#### [Exercise aim]
Everything from the line holding "If you could point at the dry" through the last line below must be repeated exactly, and nothing else.
━━ Listed records
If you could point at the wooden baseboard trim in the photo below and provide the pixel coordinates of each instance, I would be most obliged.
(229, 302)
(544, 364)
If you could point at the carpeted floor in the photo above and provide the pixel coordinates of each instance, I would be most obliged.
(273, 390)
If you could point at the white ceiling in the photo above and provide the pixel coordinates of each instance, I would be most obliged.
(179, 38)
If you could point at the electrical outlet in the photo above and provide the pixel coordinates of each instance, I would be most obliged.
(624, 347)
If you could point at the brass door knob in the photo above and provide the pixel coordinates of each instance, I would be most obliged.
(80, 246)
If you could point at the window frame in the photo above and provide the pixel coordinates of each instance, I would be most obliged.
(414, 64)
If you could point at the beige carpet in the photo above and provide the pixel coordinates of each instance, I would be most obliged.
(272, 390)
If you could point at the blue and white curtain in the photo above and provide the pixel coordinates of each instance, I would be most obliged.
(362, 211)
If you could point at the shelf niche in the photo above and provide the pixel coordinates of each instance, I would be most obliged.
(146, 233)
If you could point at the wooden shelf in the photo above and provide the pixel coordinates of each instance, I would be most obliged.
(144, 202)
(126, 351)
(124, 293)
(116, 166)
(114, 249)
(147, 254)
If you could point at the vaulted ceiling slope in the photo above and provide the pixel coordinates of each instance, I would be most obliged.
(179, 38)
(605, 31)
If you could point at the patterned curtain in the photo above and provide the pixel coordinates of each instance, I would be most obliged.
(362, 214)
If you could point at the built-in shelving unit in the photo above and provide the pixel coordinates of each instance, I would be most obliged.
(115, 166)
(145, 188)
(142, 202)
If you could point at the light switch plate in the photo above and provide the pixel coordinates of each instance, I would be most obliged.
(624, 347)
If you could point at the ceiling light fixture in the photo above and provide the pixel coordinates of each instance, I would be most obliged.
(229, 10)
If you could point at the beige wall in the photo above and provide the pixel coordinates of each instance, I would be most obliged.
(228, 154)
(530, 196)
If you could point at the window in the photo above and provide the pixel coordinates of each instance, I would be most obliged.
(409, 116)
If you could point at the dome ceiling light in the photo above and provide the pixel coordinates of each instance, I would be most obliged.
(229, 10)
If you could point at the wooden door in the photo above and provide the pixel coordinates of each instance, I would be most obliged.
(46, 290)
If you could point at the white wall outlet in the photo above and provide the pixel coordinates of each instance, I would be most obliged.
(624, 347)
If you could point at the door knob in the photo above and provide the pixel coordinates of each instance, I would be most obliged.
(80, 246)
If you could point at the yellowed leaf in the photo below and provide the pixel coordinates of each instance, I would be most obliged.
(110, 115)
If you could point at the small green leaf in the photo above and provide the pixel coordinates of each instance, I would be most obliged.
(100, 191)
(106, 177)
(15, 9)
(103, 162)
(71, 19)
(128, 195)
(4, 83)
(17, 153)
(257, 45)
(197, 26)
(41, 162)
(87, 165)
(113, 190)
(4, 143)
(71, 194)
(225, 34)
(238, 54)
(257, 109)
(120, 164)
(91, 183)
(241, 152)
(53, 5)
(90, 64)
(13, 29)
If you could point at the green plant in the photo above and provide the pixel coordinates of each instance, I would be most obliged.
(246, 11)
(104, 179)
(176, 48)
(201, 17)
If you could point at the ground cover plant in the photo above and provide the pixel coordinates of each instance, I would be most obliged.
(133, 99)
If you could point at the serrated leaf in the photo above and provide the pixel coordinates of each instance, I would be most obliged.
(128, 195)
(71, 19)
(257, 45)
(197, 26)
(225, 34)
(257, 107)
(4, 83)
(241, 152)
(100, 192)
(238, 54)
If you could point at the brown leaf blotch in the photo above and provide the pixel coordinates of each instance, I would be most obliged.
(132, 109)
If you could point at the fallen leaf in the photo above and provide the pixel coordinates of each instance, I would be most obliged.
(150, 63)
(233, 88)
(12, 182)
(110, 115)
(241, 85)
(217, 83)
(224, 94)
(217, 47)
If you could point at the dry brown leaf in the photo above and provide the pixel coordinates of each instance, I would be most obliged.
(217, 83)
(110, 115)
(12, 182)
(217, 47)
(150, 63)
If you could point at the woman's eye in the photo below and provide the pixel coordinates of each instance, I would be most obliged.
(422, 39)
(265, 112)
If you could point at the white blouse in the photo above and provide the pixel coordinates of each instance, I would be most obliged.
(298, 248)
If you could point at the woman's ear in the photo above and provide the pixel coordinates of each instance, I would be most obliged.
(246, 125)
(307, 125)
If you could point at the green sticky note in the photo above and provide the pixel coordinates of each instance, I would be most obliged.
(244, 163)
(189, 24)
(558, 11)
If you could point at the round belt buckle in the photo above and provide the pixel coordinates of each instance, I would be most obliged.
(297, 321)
━━━━
#### [Expected answer]
If you could point at the dry brown leaf in the photo above and provide the pixel coordinates of each instance, I would be most obliged.
(217, 83)
(110, 115)
(12, 182)
(217, 47)
(150, 63)
If you could point at the woman's eye in the photo below and provide the pixel coordinates of each instance, I would be most obliged.
(422, 39)
(265, 112)
If you could point at the white blouse in the photo above and provide the pixel coordinates of each instance, I would be most obliged.
(298, 248)
If you could point at the woman's ear in the photo above and provide the pixel coordinates of each instance, I would be most obliged.
(246, 125)
(307, 125)
If you could point at the green sticky note in the photo above and provide the pixel coordinates of each instance, I would be most obliged.
(244, 163)
(189, 24)
(558, 11)
If you could point at the round belt buckle in the photo above and provide the pixel coordinates of each instance, I would be most obliged.
(297, 321)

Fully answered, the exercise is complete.